Records:
____________
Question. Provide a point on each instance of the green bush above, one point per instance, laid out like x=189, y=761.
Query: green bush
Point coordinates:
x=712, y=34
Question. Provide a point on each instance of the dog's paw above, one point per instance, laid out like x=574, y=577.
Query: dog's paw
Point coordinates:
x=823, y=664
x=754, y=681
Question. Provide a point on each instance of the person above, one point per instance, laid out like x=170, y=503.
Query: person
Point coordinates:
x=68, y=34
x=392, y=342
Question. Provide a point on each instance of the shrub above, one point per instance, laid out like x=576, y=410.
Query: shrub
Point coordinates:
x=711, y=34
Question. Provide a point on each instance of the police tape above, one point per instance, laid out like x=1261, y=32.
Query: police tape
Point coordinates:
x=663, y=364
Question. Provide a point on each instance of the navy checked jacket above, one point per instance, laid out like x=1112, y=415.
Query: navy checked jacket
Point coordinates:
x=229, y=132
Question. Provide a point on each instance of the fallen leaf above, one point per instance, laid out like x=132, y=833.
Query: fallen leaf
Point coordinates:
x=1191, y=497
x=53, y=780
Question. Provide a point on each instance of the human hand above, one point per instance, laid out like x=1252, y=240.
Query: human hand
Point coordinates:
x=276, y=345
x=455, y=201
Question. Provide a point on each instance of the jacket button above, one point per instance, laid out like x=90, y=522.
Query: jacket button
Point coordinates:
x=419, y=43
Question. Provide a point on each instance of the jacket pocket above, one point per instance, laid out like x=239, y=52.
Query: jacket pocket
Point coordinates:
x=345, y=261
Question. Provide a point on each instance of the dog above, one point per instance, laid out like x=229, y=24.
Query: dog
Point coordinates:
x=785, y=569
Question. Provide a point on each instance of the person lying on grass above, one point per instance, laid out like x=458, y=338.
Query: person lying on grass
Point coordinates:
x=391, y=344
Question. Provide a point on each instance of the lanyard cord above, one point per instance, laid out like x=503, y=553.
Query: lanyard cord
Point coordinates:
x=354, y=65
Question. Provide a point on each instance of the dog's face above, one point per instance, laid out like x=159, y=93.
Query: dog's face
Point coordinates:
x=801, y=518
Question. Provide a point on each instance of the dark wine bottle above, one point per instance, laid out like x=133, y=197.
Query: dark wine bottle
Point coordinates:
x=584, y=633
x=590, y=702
____________
TASK TO CARRY OUT:
Write out the rows above word for word, from the start of the rows through the line containing "x=354, y=65", with both ends included.

RESULT:
Question. Provide a point on each instance of the green bush above, one point per instance, laid out like x=189, y=761.
Query: green bush
Point coordinates:
x=712, y=34
Question. Provide a point on each instance of the dog's paw above, one point per instance, laid out like x=574, y=577.
Query: dog's paw
Point coordinates:
x=823, y=664
x=754, y=681
Question. Provide a point on each instance of the person above, one point per instance, laid out like x=170, y=503.
Query: person
Point coordinates:
x=68, y=34
x=392, y=342
Question. Provide a point on each instance of the shrub above, one point per instance, laid out like x=576, y=410.
Query: shrub
Point coordinates:
x=711, y=34
Question. Provide a point on each instance of the police tape above, one point per instance, laid out like x=1261, y=32.
Query: police tape
Point coordinates:
x=663, y=364
Question. Provide a point on each instance of the navy checked jacket above, one point per instance, laid out like x=1112, y=415.
Query: navy checked jacket
Point coordinates:
x=229, y=132
Question. Provide a point on each instance of the fallen leaf above, one point per instance, laid out like x=132, y=833.
Query: fallen leaf
Point coordinates:
x=1191, y=497
x=53, y=780
Question. Provide a point on each instance of the human hand above, one point per instance, laid out like x=1252, y=240.
Query: human hand
Point coordinates:
x=276, y=345
x=455, y=201
Question. Provide a point on each instance of the jacket button above, one point per instance, laid out like x=90, y=522.
Query: jacket button
Point coordinates:
x=419, y=43
Question. Provide a point on each instance of the jacket pocket above, one point per instance, laid out like x=239, y=52.
Query: jacket pocket
Point coordinates:
x=345, y=261
Question. Provide a point on each instance of the dog above, one point per instance, laid out like x=229, y=24.
Query: dog
Point coordinates:
x=785, y=569
Question. Provide a point on each instance of the person lying on grass above, one point per instance, laid out like x=458, y=338.
Query: person lying on grass
Point coordinates:
x=391, y=344
Question. Provide a point on each instance of the lanyard cord above, one point per instance, laid out like x=503, y=553.
Query: lanyard cord
Point coordinates:
x=354, y=65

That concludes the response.